_Metin Parçası_.
III. MUSTAFA
Yirmi Altıncı Osmanlı Sultânı
Babası: III. Ahmet
Annesi: Mihrişah Sultan
Doğum Târihi: 28 Ocak 1717
Vefât Târihi: 21 Ocak 1774
Saltanat Müddeti: 30 Ekim 1757 - 21 Ocak 1774
Türbesi: İstanbul’dadır.
Babasının 1730'da pâdişahlıktan çekilmesinden sonra yirmi yedi yıl kafes hayâtı yaşamıştır. Amcasının oğlu III. Osman'ın ölümü
üzerine 1757'de tahta geçmiştir.
Saltanâtı
Başa geçtikten sonra Sadrâzam Koca Râgıp Paşa'yı görevde bıraktı. Mâlî durumu düzeltmek için sarayın giderlerini azalttı ve yolsuzlukların üzerine gitti ancak
başarılı olamadı. Orduda
topçu sınıfını düzeltmek için Baron De Tott'a "sürat topçuları" adında askerî bir birlik kurdurdu. Rusların 1770'te
Çeşme'de Osmanlı Donanması’nı yakmaları üzerine yeni bir donanma hazırlanmasına
çalıştı. Bu donanmanın subaylarını yetiştirmek üzere 1773 yılında Mühendishâne-i Bahrî-i Hümâyun'u kurdurdu. Lâleli Câmii'ni yaptırdı. Ayrıca depremde yıkılan Fâtih Câmii'ni yeniden yaptırdı.
Saltanâtının son dönemine 1768-1774 Osmanlı - Rus Savaşı hâkim oldu. III. Mustafa,
ordusunun zayıflığını bilmekle berâber II. Katerina döneminde Rusya'nın Lehistan'a yaptığı müdâhaleler yüzünden Rusya'ya karşı savaş îlan etti. Savaş
sırasında Baltık Denizi'nden
yola çıkan Rus donanması
Çeşme'de Osmanlı Donanması’nı yaktı. III. Mustafa savaşı bitirmek için girişimlerde
bulundu ancak başarılı olamadı. Savaş sürerken öldü. Lâleli’de kendi yaptırdığı Lâleli Külliyesi’nin içindeki türbesinde yatmaktadır. Osmanlı Devleti’nde ilk kez iç
borçlanmaya gidilmiş, Galata bankerlerinden
borç alınmıştır (esham sistemi).

_Göreviniz_.
III. Mustafa metnindeki "Başa geçtikten sonra" sözleriyle başlayan paragrafı, temel bilgilerini koruyarak madde listesi biçiminde yeniden yazın.

_Verilen Malzeme_.
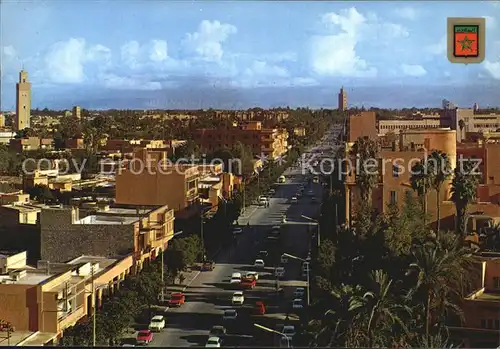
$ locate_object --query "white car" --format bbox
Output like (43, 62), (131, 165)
(231, 291), (245, 305)
(246, 271), (259, 280)
(293, 287), (306, 299)
(292, 298), (304, 309)
(205, 337), (222, 348)
(281, 325), (295, 338)
(222, 309), (238, 321)
(149, 315), (165, 332)
(253, 259), (266, 268)
(229, 273), (241, 284)
(274, 267), (285, 277)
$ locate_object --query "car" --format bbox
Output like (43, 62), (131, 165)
(253, 259), (266, 268)
(201, 261), (215, 271)
(222, 309), (238, 321)
(229, 273), (241, 284)
(210, 325), (227, 338)
(274, 267), (285, 277)
(240, 278), (257, 289)
(135, 330), (153, 344)
(168, 292), (186, 307)
(205, 337), (222, 348)
(149, 315), (165, 332)
(292, 298), (304, 309)
(280, 254), (288, 264)
(293, 287), (306, 299)
(231, 291), (245, 305)
(281, 325), (295, 338)
(245, 271), (259, 280)
(257, 250), (269, 259)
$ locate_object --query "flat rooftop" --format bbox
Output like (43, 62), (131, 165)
(75, 215), (140, 225)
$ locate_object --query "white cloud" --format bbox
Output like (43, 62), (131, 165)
(183, 20), (237, 62)
(484, 60), (500, 80)
(100, 74), (161, 91)
(426, 35), (448, 56)
(149, 40), (168, 62)
(394, 7), (418, 21)
(311, 7), (409, 77)
(401, 64), (427, 77)
(39, 38), (111, 83)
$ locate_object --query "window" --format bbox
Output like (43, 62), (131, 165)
(391, 191), (396, 205)
(493, 277), (500, 290)
(392, 165), (399, 178)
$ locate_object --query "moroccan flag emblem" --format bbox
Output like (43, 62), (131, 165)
(453, 25), (479, 58)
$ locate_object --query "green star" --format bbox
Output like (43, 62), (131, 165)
(458, 36), (474, 51)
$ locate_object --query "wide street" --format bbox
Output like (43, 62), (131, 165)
(151, 163), (321, 346)
(151, 127), (342, 347)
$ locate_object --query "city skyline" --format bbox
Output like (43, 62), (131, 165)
(0, 1), (500, 110)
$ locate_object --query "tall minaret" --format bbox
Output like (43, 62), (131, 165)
(13, 70), (31, 131)
(339, 87), (347, 111)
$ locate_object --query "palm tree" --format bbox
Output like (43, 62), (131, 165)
(451, 161), (479, 236)
(427, 150), (451, 234)
(410, 159), (431, 222)
(407, 241), (470, 347)
(363, 270), (410, 348)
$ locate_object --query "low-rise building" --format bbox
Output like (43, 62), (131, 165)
(194, 121), (288, 159)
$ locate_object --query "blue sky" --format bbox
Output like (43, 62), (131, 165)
(0, 0), (500, 110)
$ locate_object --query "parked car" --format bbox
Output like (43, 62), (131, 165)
(253, 259), (266, 268)
(240, 278), (257, 289)
(245, 271), (259, 280)
(231, 291), (245, 305)
(201, 261), (215, 271)
(168, 292), (186, 307)
(136, 330), (153, 345)
(149, 315), (165, 332)
(210, 325), (227, 338)
(205, 337), (222, 348)
(222, 309), (238, 321)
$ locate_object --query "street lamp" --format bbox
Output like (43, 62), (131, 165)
(253, 324), (291, 348)
(160, 230), (184, 302)
(283, 253), (311, 306)
(301, 215), (321, 247)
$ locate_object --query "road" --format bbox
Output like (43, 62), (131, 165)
(151, 130), (342, 347)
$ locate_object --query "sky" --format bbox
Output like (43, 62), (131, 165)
(0, 0), (500, 110)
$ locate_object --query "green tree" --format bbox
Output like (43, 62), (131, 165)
(451, 161), (480, 236)
(427, 150), (451, 234)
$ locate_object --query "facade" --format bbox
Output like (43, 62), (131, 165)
(13, 70), (31, 131)
(338, 87), (347, 111)
(116, 149), (200, 212)
(345, 129), (500, 232)
(40, 206), (174, 262)
(194, 121), (288, 159)
(0, 252), (135, 346)
(9, 137), (54, 153)
(73, 105), (82, 119)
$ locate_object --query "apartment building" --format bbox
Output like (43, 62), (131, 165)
(40, 205), (175, 263)
(194, 121), (288, 159)
(0, 251), (134, 346)
(345, 129), (500, 231)
(450, 252), (500, 348)
(9, 137), (54, 153)
(116, 149), (201, 212)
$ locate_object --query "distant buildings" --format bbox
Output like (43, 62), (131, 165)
(194, 121), (288, 159)
(338, 87), (348, 111)
(13, 70), (31, 131)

_Tamamlanmış Görev_.
- Sadrâzam Koca Râgıp Paşa'yı görevde bıraktı.
- Mâlî durumu düzeltmek için saray giderlerini azalttı ve yolsuzlukların üzerine gitti, ancak başarılı olamadı.
- Ordudaki topçu sınıfını düzeltmek için Baron De Tott'a "sürat topçuları" adlı askerî birliği kurdurdu.
- Rusların 1770'te Çeşme'de Osmanlı Donanması'nı yakması üzerine yeni bir donanma hazırlamaya çalıştı.
- Bu donanmanın subaylarını yetiştirmek için 1773'te Mühendishâne-i Bahrî-i Hümâyun'u kurdurdu.
- Lâleli Câmii'ni yaptırdı, depremde yıkılan Fâtih Câmii'ni de yeniden yaptırdı.